- **Exercise goal**
Search the data for the word "below" and copy every line where it occurs.

[[ Provided entries open ]]

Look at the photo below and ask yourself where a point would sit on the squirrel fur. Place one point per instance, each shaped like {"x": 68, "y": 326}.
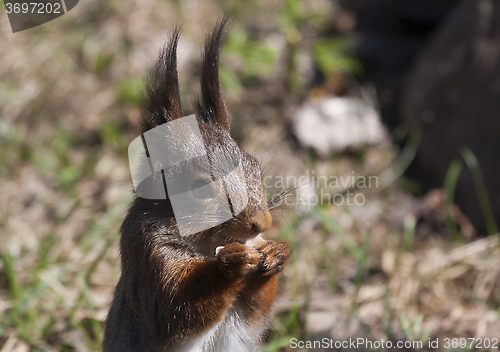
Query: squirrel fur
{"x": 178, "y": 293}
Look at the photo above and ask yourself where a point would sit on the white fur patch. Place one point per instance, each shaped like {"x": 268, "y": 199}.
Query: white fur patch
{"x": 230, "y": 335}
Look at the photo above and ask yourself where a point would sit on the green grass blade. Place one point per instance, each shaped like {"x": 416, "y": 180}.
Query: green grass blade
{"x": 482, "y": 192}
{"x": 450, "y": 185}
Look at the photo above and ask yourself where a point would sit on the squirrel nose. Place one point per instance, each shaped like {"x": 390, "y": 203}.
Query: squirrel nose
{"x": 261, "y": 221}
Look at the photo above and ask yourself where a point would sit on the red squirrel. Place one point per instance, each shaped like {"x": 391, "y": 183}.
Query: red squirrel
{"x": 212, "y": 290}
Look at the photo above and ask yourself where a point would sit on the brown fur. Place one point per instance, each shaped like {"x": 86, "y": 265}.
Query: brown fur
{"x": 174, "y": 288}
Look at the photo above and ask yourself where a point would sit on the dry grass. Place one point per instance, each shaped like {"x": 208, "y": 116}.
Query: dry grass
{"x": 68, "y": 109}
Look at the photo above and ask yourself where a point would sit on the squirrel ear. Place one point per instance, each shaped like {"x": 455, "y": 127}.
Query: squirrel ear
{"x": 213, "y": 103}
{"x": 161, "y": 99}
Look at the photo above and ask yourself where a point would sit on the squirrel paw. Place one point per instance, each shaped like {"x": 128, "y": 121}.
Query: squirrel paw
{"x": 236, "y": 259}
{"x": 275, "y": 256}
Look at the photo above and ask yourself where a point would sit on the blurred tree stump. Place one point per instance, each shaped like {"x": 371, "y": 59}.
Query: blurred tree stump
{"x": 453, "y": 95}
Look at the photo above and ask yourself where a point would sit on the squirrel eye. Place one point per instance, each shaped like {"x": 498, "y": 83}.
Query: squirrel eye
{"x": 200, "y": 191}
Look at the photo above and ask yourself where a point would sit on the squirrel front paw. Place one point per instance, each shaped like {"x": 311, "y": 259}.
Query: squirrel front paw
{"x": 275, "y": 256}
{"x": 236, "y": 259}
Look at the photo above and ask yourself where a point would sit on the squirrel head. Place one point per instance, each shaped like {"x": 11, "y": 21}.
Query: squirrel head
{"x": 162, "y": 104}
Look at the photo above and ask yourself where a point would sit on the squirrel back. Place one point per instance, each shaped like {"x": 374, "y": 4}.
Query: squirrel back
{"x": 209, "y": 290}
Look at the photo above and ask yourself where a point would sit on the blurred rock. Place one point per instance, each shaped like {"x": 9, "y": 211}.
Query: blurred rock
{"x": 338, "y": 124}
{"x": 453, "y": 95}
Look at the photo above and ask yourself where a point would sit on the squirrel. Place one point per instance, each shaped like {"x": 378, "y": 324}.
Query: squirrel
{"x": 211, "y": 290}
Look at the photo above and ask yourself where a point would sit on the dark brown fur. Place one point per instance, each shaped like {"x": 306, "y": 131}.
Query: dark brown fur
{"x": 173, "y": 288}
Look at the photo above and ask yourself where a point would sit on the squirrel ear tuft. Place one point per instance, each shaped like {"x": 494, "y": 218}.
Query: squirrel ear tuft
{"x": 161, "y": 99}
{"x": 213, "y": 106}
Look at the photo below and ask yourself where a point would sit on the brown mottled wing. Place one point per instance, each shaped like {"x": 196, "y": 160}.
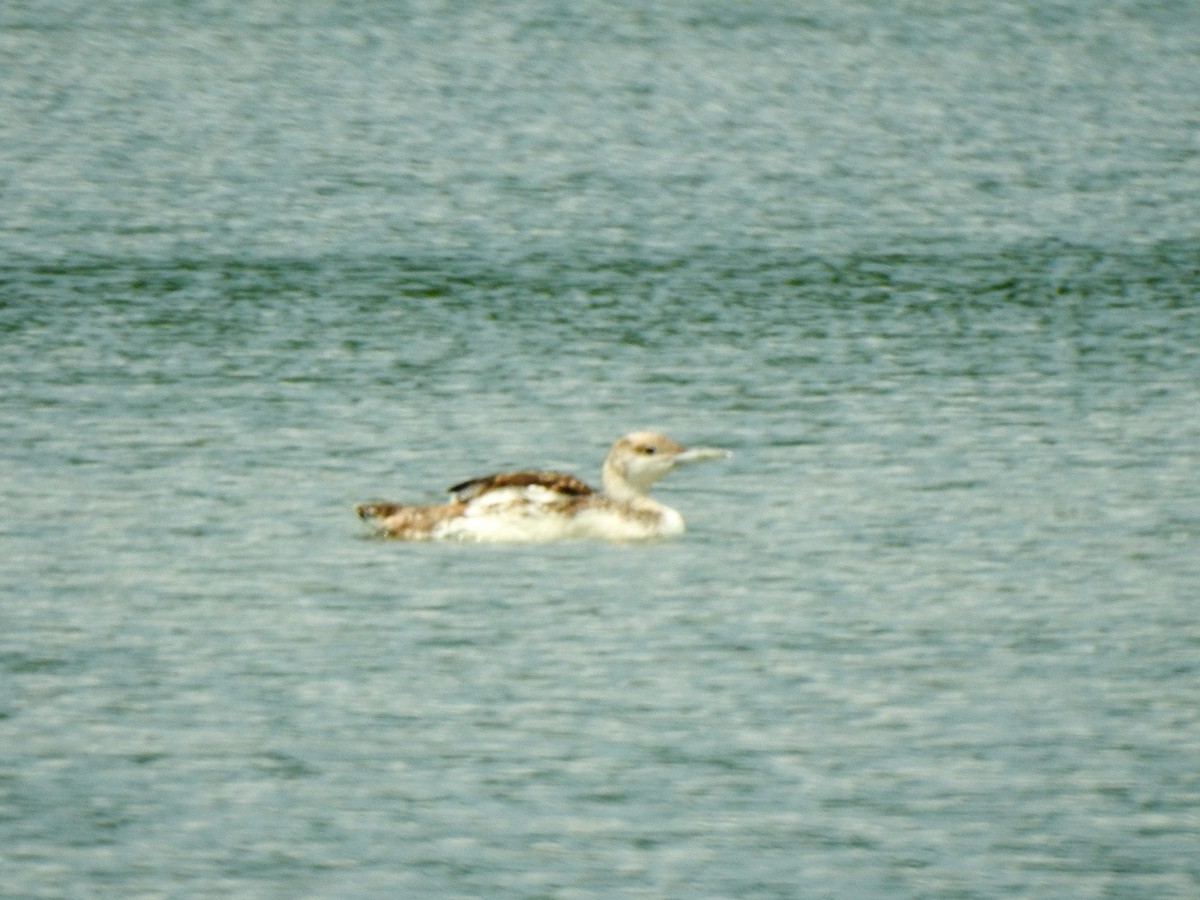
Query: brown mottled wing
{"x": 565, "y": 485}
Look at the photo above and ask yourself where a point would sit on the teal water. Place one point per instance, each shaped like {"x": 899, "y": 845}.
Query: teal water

[[ Provided entries closed ]]

- **Written solution**
Look at the photo below and ask yourself where a point would sit on the squirrel fur. Place one point per instance, each shaped like {"x": 68, "y": 326}.
Look at the photo below and ask yourself where a point would sit on the brown mottled wing. Place one point per instance, each shaped like {"x": 196, "y": 160}.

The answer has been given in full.